Items for identifying locations:
-- START --

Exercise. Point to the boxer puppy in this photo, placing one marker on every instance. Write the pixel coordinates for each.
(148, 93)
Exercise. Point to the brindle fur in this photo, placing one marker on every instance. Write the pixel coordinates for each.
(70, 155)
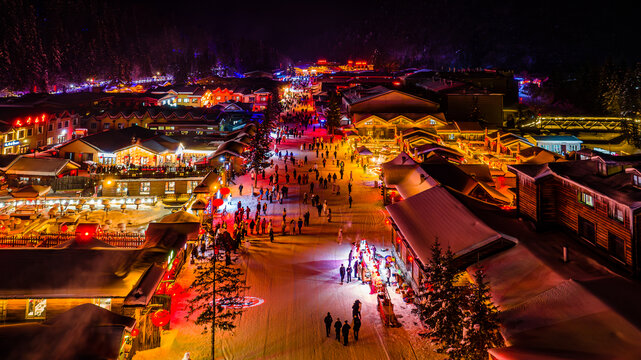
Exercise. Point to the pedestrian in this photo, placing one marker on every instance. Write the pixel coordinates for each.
(357, 327)
(356, 309)
(328, 323)
(388, 273)
(337, 327)
(348, 273)
(345, 329)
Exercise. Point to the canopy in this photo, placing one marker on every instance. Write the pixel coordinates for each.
(31, 191)
(362, 150)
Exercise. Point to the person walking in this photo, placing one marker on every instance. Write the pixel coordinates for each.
(357, 327)
(337, 328)
(346, 329)
(328, 323)
(348, 273)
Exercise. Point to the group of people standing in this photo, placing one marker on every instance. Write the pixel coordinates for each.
(343, 328)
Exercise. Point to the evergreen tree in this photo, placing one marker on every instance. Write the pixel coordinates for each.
(441, 303)
(481, 324)
(333, 114)
(222, 281)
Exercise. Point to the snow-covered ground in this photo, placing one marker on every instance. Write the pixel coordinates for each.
(298, 278)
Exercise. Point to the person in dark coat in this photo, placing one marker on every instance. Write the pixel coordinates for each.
(357, 327)
(345, 329)
(349, 273)
(356, 309)
(328, 323)
(337, 327)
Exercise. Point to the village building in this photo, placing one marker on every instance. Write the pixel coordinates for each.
(380, 113)
(598, 200)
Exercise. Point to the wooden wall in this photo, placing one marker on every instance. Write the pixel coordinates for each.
(569, 209)
(16, 309)
(527, 197)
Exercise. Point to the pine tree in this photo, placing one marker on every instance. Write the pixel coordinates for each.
(441, 303)
(333, 115)
(222, 281)
(481, 324)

-- END --

WHAT IS NEEDED:
Copy all of the material above line for line without any changes, and leave out the pictures.

ANSWER TO THE EXERCISE:
Exercise. Point to the boxer puppy in this photo, placing one marker on every instance. Write the pixel coordinates for each.
(148, 93)
Exercise. Point to the brindle fur in this photo, placing one marker on every instance. Write the pixel coordinates for each.
(70, 155)
Exercise. Point to the pedestrian in this photo, placing one marker on every instance. Write the pixel coordinates for each.
(357, 327)
(356, 309)
(328, 323)
(388, 273)
(337, 327)
(348, 273)
(345, 329)
Exercise. Point to the canopy in this photo, placing one marker on every instance. Write the pixel coordinates for each.
(31, 191)
(362, 150)
Exercise. Point to the person walking in this photo, placing one marker on every instance. Write the pixel coordinates for each.
(357, 327)
(337, 328)
(346, 329)
(328, 323)
(348, 273)
Exercise. Point to the group of people standing in this photo, placing one marker on every instance. Write the pixel coordinates for each.
(343, 328)
Exercise. Point to the evergreen tree in this photo, placing one marker on every instance. Write the pixel coordinates for each.
(441, 303)
(481, 324)
(333, 114)
(222, 281)
Exercise. Point to the snow-covered ground in this photo, placing one marker on every instance. Write the pixel coordinates for each.
(298, 278)
Exercise. Point to the person in dark coat in this photo, placing one marker on every instance. Write the pixel coordinates for each.
(357, 327)
(345, 329)
(349, 273)
(356, 309)
(328, 323)
(337, 327)
Exercise. Point to the village building in this photo, placing one marker on every instance. Write the pixel coordinates for each.
(380, 113)
(598, 200)
Exercise. Point to the wooden wall in this photo, placing one marker on every instance. Write the pixel coordinates for each.
(569, 209)
(16, 309)
(527, 197)
Exercise. Point to the pine tree in this photo, placing one marker on every instance. Write the pixel coordinates for each.
(441, 303)
(333, 115)
(222, 281)
(481, 324)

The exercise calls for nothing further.